TEXT SHOWN =>
Hi Nicolas. Thanks for the in-depth reply.

On 3/31/07, Nicolas Le Novere <lenov at ebi.ac.uk> wrote:
>
> > I misunderstand the scope of the property isDescribedBy. I also don't
> > think reverse engineering URIs to obtain meaning is a good practice.
>
> But ... you do not reverse engineer anything.

Though you have to pull apart the URI correctly to discover the key.
(as well as pulling apart the rdf structure that it's embedded in,
which I assume is well defined - only rdf containers of URIs
allowed?).

> The URI IS the meaning. In
> the English dictionary, there is a word "publication", with a definition.
> Well, in MIRIAM dictionary, this word is "http://www.pubmed.gov/";

So you say somewhere in the dictionary that there is a set of things
that are Publications and this set is denoted by any URI that starts
with http://www.pubmed.gov/ ? I presume there are other URI bases that
also mean publication? Something like:

http://www.pubmed.gov/ isA Publication
http://not.in.pubmed/ isA Publication

How do you extend the mapping of URI where the URI points to a general
identification service that resolves across, for example, different
publication indexes/databases. Do you need to ask people to replace
this URI (which may actually be usable to return some more RDF) with a
new one that uses a seperate namespace for each publication
index/databases?

Is this MIRIAM dictionary considered a global dictionary? Can people
maintain their own local ones? Is there a protocol for creating a
dictionary that maps URI (bases or namespaces?) to meaning - e.g. isA
Publication - and a way to share this with others?

>
> > How do you say one URI means the same as another if the URI scheme
> > changes? It seems you leave this up to the developer to make sure they
> > accomodate both instead of letting rdfs take care of this.
>
> The URI scheme should not change.

Why? There are a number of reasons the URIs (including the namespace)
may change and RDF certainly doesn't suggest they shouldn't. A more
common case though is that more namespaces are added for reasons such
as different authority over similar resources, different versions of
resources, dividing out a data warehouse into its original providers,
or collapsing databases into a warehouse.

RECORD LIST =>

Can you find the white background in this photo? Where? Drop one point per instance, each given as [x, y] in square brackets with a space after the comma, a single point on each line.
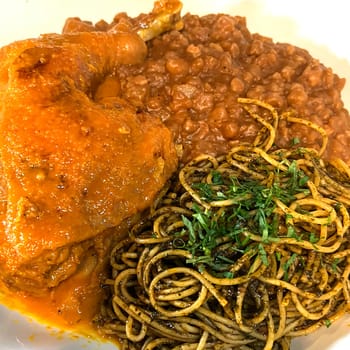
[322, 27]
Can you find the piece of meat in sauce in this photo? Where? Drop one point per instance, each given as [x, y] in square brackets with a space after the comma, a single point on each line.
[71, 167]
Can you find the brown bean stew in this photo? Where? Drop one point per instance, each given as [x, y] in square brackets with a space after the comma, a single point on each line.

---

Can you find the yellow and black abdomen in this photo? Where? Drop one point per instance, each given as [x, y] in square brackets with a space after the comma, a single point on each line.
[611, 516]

* * *

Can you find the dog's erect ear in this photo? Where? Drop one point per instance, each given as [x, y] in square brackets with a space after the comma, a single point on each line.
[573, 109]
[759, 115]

WHAT THIS TASK INVOLVES =>
In the email text, what does Nicolas say the word "publication" is in the MIRIAM dictionary?

RESULT =>
"http://www.pubmed.gov/"